Эти слова в устах актера, который не отличается склонностью к славословию, не были похожи на юбилейное преувеличение. Они звучали как символ веры тех сподвижников режиссера, которые вместе с ним с 1956 по 1989 год создавали и создали легендарный Большой драматический театр, который был, наверное, лучшим европейским (а значит и мировым) театром своего времени. За долгие годы театральной деятельности Г.А. Товстоногов, похоже, не делал творческих ошибок. У него бывали, что называется, проходные спектакли, но и их не назовешь лишенными смысла. Да и в жизни он старался избегать безвыходных ситуаций, в которые нередко загоняли предлагаемые советской системой обстоятельства. Он не всегда побеждал в этой замысловатой шахматной игре с властью, но удивительным образом избегал поражения. Его, уже удостоенного самых разных званий и наград, могли ругательски ругать даже за пушкинский эпиграф к спектаклю "Горе от ума" ("Черт догадал меня родиться в России с душою и с талантом!"), как и за саму постановку, в которой, по мнению партийных проработчиков, была искажена классическая пьеса, но за десятилетия его режиссерской работы был запрещен всего один спектакль - "Римская комедия" по пьесе Леонида Зорина в 1965 году. Счет явно в его пользу.

> ДАННЫЕ
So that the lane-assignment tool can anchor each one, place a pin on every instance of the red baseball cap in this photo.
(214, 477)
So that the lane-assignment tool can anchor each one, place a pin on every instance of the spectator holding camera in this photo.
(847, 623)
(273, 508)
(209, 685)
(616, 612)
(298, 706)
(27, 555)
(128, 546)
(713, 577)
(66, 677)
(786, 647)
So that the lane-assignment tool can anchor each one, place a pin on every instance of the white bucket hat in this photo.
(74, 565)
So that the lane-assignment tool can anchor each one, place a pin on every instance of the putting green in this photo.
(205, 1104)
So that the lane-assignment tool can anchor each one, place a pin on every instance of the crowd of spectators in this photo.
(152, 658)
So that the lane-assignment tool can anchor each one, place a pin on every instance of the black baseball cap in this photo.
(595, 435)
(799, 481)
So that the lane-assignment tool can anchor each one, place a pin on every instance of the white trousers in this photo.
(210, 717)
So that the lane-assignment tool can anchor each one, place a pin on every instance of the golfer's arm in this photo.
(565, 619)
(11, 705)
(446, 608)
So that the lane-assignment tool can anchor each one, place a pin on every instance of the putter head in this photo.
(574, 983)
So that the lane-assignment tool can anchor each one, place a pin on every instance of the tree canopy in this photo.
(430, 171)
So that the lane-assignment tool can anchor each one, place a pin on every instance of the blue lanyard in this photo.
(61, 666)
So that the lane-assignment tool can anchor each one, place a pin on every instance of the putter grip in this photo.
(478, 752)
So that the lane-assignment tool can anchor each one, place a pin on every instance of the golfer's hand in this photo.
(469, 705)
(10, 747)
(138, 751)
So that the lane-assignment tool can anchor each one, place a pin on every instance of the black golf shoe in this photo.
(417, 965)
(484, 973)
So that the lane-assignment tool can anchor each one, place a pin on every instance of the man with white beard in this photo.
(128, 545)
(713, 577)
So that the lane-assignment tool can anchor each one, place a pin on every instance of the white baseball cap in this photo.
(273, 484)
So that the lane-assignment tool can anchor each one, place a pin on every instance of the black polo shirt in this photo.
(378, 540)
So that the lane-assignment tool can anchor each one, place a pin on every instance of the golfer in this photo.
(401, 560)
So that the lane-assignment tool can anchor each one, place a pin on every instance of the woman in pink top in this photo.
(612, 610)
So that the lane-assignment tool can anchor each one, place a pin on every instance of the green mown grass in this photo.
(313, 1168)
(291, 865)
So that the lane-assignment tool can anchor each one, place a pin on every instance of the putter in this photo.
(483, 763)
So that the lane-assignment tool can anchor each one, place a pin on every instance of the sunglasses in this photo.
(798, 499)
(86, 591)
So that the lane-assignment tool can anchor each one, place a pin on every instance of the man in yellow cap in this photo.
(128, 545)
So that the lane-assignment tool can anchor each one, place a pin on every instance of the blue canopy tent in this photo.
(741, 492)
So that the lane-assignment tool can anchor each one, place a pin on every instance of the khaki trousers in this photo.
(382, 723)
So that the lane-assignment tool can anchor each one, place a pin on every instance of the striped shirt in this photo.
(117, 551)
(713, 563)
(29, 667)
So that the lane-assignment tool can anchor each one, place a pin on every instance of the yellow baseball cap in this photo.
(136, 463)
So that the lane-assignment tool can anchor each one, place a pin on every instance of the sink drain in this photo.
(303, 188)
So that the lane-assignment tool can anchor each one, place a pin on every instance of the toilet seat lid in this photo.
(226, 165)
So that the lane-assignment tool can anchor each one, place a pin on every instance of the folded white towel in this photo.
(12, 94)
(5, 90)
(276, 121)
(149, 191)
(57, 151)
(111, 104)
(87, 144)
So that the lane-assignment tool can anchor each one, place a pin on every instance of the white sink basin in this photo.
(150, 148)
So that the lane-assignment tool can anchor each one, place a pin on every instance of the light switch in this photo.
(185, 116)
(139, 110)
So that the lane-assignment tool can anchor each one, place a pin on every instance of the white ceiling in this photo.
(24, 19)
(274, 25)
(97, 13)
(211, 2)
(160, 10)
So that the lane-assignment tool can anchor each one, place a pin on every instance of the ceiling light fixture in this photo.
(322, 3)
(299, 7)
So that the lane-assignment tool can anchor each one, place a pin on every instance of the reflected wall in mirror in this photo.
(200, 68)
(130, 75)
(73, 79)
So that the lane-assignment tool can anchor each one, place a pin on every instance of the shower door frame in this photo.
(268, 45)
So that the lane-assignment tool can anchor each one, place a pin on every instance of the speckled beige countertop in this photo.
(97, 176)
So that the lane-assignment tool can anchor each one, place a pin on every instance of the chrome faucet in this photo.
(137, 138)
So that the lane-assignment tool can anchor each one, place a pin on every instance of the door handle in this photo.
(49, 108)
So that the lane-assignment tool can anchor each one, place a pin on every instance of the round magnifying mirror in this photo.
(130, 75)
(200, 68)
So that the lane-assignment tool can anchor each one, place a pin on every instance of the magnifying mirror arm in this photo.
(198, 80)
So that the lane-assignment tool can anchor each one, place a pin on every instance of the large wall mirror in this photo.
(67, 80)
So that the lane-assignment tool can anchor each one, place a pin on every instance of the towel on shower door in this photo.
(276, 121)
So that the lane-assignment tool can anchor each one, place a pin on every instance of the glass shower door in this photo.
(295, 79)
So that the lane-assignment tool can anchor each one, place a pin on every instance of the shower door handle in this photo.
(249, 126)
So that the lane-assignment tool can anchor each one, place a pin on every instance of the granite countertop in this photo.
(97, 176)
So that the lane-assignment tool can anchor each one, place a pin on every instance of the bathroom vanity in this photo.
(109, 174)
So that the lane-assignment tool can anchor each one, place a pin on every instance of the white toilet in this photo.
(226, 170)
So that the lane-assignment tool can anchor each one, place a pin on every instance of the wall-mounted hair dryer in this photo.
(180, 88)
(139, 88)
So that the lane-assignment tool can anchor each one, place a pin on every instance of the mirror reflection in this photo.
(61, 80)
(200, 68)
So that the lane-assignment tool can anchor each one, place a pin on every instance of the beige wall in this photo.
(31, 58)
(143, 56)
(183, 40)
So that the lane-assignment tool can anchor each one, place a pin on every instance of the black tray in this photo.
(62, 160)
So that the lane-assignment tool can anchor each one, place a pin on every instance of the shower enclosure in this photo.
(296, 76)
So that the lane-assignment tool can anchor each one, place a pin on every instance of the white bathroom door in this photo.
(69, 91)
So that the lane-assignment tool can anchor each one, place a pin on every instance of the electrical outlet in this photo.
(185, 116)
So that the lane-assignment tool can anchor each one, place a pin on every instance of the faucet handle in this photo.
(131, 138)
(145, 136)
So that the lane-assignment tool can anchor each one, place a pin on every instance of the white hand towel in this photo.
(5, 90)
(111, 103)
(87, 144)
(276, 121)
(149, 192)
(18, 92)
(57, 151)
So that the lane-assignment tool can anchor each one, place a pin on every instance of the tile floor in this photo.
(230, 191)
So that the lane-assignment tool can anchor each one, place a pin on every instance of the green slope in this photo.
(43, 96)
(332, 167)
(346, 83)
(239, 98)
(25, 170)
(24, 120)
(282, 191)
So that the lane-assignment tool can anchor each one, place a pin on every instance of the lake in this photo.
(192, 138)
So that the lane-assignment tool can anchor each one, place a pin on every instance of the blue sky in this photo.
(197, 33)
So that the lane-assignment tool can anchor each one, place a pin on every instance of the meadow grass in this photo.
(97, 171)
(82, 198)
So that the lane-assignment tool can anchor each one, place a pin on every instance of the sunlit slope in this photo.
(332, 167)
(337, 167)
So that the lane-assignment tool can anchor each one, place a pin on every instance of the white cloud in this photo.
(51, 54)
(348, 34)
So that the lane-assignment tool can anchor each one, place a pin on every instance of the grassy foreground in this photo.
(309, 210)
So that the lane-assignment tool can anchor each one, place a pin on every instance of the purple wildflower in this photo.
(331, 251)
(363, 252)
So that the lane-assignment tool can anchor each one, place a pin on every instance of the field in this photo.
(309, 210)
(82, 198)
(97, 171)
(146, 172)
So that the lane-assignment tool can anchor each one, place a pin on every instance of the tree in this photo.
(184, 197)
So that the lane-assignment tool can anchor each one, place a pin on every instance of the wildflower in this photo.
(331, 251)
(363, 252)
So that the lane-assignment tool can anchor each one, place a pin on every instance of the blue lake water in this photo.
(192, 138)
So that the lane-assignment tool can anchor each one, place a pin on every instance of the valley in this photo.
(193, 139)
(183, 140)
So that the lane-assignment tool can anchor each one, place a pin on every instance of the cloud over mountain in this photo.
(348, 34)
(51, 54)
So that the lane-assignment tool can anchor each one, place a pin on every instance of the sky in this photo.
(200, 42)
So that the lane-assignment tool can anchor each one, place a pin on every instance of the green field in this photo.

> ЗАДАНИЕ
Какой спектакль, согласно исходному тексту, был запрещен за десятилетия режиссерской работы Г.А. Товстоногова и в каком году? Данные для выполнения задания не используются.

> ОТВЕТ
Спектакль «Римская комедия» по пьесе Леонида Зорина был запрещен в 1965 году.